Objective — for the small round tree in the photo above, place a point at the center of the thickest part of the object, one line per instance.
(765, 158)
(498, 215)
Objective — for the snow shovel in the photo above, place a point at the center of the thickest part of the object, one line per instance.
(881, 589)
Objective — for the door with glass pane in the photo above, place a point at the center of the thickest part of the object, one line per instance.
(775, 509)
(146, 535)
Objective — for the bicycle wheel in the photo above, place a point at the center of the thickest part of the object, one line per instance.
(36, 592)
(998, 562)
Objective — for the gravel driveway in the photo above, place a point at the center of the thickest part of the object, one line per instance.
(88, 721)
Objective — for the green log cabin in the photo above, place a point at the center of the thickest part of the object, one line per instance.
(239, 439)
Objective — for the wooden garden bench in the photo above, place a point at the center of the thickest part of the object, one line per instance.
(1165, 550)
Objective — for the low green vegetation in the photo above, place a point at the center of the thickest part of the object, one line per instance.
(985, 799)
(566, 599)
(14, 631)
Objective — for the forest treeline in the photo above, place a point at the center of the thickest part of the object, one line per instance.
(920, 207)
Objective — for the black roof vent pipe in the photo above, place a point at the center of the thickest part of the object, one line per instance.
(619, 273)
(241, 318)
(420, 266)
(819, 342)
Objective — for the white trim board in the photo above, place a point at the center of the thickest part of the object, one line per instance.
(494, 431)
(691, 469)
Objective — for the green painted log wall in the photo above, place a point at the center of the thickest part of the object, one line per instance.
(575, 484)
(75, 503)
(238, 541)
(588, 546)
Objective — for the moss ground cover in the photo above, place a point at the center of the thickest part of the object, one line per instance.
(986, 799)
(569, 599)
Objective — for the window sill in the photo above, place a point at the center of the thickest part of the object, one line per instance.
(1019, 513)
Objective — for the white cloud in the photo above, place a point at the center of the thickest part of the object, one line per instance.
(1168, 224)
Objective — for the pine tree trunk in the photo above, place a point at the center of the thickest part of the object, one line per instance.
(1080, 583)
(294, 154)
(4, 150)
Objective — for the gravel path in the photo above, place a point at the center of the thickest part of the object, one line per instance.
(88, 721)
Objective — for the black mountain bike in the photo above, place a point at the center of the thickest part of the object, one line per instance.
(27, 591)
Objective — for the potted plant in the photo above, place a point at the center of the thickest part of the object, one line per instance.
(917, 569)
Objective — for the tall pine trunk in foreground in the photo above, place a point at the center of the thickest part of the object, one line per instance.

== The problem ==
The whole of the material above should be written out again, exactly.

== Task answer ==
Objective — for the small round tree in the photo above, place a point at the center of the thickest part of the object, one line per instance.
(765, 158)
(498, 215)
Objective — for the snow shovel in the photo above, place a point at the center of the thickest part of the object, one line per instance.
(881, 589)
Objective — for the door with glass pane in the photo above, place a point at the center of the thickest part of the object, one line per instance.
(775, 509)
(146, 535)
Objective — for the bicycle wheel in the photo above, place a point at the center of the thickest part of the object, one line per instance.
(36, 592)
(998, 562)
Objective — for the gravel driveway in the photo above, place a point at the center of the thickest part of the object, one line per instance.
(88, 721)
Objective — for the green log cabin in the photo above, place a point at the center of the thickest part of the object, one line per instance.
(239, 439)
Objective — for the wooden garden bench in the photo above, place a point at the center of the thickest part of the object, one line per instance.
(1165, 550)
Objective — for the low green vegetation in the photo above, place a point at the center of the thickest part of the object, one line per instance.
(985, 799)
(566, 599)
(14, 631)
Objective — for the forest treeline in the photo above, place a point at the center of the thickest part of the object, one line per instance.
(920, 207)
Objective — for the black roof vent pipe in the photo above, place a point at the center of the thickest part of the object, one line per instance.
(619, 273)
(241, 318)
(420, 266)
(819, 342)
Objective — for the white trim board in the photo above, place a point at the center of the thickest part of the object, one line per instance.
(494, 431)
(691, 469)
Objective — for the green painted log wall in the photo above, place a point at the center of the thickest part of the object, one line per instance.
(575, 484)
(75, 503)
(238, 541)
(588, 546)
Objective — for the moss ground cover in the photo above, place a point at the center of the thickest part of the object, one line per instance.
(986, 799)
(569, 599)
Objective — for the window sill in the photo above, place a point at the center of the thickest part of the object, one line per instance.
(1019, 513)
Objective — for the white cloud in the photo above, place a point at the center of the thickest part of the object, one line per instance.
(1168, 224)
Objective — for the pine tree trunk in the photo above, place a point at the center of the thickest part of the object, one line per instance.
(1080, 583)
(294, 154)
(4, 150)
Objective — for the gravel path in the photo above, place a point at the center of the thickest part of the object, one line per instance.
(88, 721)
Objective — for the black mountain bike in the photo above, place a point at the center of the thickest part of the object, one line per instance.
(27, 591)
Objective — for the potted plant in the photo above, place a point at the center of the thickest part of the object, one line per instance.
(917, 569)
Objective — for the tall pine trunk in foreground in the photo above, place a point at the center of the thickest part of the object, one line per instance.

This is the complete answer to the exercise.